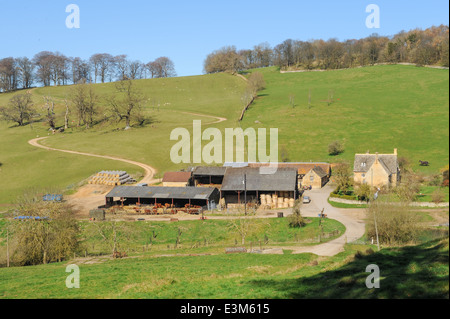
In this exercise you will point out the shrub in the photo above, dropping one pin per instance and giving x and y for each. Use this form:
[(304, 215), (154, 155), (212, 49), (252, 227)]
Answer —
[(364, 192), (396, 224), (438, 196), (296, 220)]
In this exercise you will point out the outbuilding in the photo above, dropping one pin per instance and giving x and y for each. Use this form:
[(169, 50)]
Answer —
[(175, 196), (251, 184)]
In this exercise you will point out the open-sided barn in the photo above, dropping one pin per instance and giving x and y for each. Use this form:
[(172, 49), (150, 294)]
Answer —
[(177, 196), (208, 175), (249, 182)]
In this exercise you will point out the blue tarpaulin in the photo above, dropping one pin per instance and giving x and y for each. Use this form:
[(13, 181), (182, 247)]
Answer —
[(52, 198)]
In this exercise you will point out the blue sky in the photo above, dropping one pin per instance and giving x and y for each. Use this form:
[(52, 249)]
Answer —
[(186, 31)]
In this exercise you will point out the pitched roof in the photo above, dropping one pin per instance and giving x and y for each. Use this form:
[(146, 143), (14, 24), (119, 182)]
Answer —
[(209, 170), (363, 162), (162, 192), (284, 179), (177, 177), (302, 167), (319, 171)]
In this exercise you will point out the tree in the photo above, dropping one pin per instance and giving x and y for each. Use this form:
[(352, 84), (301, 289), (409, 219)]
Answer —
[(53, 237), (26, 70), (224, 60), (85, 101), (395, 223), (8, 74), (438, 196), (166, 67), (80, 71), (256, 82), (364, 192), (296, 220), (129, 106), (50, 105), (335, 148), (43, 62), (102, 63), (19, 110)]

---+---

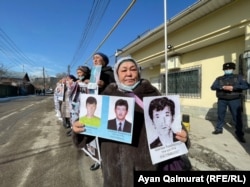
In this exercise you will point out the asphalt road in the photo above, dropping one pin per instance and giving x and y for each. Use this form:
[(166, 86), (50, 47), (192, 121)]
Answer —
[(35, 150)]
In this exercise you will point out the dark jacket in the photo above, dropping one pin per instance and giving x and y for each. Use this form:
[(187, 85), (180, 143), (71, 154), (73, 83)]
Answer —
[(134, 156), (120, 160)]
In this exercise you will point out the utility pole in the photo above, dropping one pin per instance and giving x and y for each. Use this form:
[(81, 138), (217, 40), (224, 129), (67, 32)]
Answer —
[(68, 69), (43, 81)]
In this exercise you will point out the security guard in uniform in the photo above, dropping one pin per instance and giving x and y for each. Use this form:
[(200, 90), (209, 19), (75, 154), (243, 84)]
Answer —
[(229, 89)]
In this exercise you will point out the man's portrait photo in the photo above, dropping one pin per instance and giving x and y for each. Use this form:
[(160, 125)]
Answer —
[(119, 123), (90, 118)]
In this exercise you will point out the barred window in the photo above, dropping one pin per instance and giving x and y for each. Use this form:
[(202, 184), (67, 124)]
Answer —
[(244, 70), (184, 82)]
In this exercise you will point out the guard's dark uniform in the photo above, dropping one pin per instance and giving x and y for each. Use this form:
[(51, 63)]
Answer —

---+---

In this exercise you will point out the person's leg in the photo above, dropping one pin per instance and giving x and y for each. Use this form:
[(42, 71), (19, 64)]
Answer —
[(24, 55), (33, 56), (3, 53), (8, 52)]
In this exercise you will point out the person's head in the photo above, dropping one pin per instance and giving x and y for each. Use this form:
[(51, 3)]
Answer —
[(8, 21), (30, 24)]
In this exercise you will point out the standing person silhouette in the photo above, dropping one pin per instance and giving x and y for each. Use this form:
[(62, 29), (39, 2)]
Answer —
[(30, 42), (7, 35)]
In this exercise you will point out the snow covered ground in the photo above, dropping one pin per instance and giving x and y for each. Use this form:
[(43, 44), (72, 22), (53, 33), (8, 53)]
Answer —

---+---

Find the string "blue" in the listing and return every line that holds it.

→ Answer to this task
In this exercise you will point out the blue tarpaulin in the photo above, dropping one pin per instance and giving x and y for each. Use this form:
In this exercise you will point out the blue sky in the photo above, dropping one pin per instance and giving x and y for each. Use this form:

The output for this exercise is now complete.